REQUIREMENT: Report each line of the listing below that holds "outline".

PROVIDED MATERIAL:
::::::::

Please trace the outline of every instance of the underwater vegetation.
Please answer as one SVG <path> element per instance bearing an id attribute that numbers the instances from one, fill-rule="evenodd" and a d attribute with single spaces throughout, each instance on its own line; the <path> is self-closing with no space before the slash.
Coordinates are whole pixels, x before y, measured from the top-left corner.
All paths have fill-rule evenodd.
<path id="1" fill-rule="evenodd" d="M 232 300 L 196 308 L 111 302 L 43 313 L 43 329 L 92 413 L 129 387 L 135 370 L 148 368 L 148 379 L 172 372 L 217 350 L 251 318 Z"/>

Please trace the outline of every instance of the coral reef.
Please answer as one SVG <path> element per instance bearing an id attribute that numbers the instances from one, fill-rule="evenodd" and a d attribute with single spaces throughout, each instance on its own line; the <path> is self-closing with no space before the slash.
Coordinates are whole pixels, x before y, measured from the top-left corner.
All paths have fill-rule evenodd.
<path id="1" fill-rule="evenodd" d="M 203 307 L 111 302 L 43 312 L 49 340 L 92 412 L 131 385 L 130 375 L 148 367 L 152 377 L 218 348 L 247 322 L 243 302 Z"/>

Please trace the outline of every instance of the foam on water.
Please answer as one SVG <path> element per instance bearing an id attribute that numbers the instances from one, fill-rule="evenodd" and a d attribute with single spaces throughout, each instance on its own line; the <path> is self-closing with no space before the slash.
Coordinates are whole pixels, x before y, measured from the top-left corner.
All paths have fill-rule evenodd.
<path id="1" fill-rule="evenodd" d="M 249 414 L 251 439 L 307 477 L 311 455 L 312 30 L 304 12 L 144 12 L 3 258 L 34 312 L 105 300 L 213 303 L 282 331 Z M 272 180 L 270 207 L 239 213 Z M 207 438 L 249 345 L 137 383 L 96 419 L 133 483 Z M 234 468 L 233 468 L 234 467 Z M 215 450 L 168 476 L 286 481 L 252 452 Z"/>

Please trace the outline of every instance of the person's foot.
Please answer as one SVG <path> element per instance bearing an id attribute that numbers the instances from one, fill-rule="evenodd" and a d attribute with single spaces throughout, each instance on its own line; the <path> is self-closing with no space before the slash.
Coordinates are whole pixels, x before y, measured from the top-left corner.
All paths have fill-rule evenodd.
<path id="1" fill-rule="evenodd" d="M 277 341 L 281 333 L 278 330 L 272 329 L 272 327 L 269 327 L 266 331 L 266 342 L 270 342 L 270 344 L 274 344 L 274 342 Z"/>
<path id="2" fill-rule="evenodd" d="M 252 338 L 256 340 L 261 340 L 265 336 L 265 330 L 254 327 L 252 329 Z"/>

::::::::

ANSWER FOR THE TASK:
Please trace the outline of every instance of the underwater vegetation.
Please trace the outline of every instance of the coral reef.
Please trace the outline of every instance of the foam on water.
Please trace the outline of every instance of the person's foot.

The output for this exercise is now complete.